STATED PROBLEM: From the tax reform discussion below, write out the exact passage starting at "Nordlof: We didn’t" and ending at "Lipshy: Yes.".

====== EXCERPTED PASSAGE

Jeremy Lipshy: Please, please—from your lips to God’s ears. It’s funny, because we’re doing that same thing right now. From our end, from an operational perspective, it was a little bit different, just because we were already a Canadian-parented company, and we don’t make an APB 23 assertion. So, we have already been doing E&P calculations, withholding tax calculation estimates and residual U.S. tax liability on our CFCs that we still had underneath the U.S. group. So, a lot of it for us was just modification of that database. We also tried to [automatize] ours—do it through an automation project—so we built this model, so that way we can actually flush the data through on a faster basis and do scenario-analysis planning rather than just in spreadsheets. We linked it with the company’s ten-year model and all of our other FP&A groups so that way we can actually spit something out, if you will, on a very quick basis.

Nordlof: We didn’t have that. I would love to get there, to that situation, but we don’t have that right now. In fact, from a business perspective, we’re going through an interesting time as well. We have a couple big things going on at the same time. We used to be a perpetual license-based company, and we’re in the process of moving to a subscription-based company, so our revenue models are totally different this year than they were two to three years ago. Also, in the U.S. we have—and I assume you have it, too—the ASC 606-605 deferred revenue challenge—

Lipshy: Yes.

Nordlof: So it’s an interesting year to also digest tax reform.

Lipshy: It was the confluence of all events, right? You had different accounting standards, revenue recognition, you had a large tax reform, a short period to do it, all at the same time that both of our companies are going through infrastructure changes. So, we’re looking at doing an ERP implementation at the same time and trying to figure out how it dovetails and how you build the flexibility out. We all would like to explore alternatives to spreadsheets to a certain degree, but when it comes to modeling, when it comes to alternative planning and being nimble as they change rules and give additional guidance, you still have a need for spreadsheet-based models in the interim.

Nordlof: That’s right. For us, from a technology standpoint, we just couldn’t get the IT support, because getting the deferred revenue implementation was so critical from a technology standpoint. Autodesk went live with the new revenue standard in the first quarter we went live with tax reform. There was simply not enough time to build automation.

Deciding on a Strategy

Deutsch: Kirsten, you mentioned you had a lot of internal resources that were tied up. In getting data, how have you changed, or, if you can, comment around making that shift between initial paths and either how you’re planning for additional refinement to the data, or how have you shifted between those two periods? Did you see yourselves refining the models you had more, or are you trying to step back and insert a bit more rigor around it in light of your company’s changes?

============
====== INFORMATION SUPPLIED

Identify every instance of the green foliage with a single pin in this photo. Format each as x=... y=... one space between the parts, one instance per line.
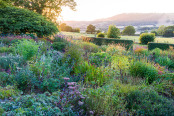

============

OUTPUT:
Nordlof: We didn’t have that. I would love to get there, to that situation, but we don’t have that right now. In fact, from a business perspective, we’re going through an interesting time as well. We have a couple big things going on at the same time. We used to be a perpetual license-based company, and we’re in the process of moving to a subscription-based company, so our revenue models are totally different this year than they were two to three years ago. Also, in the U.S. we have—and I assume you have it, too—the ASC 606-605 deferred revenue challenge—

Lipshy: Yes.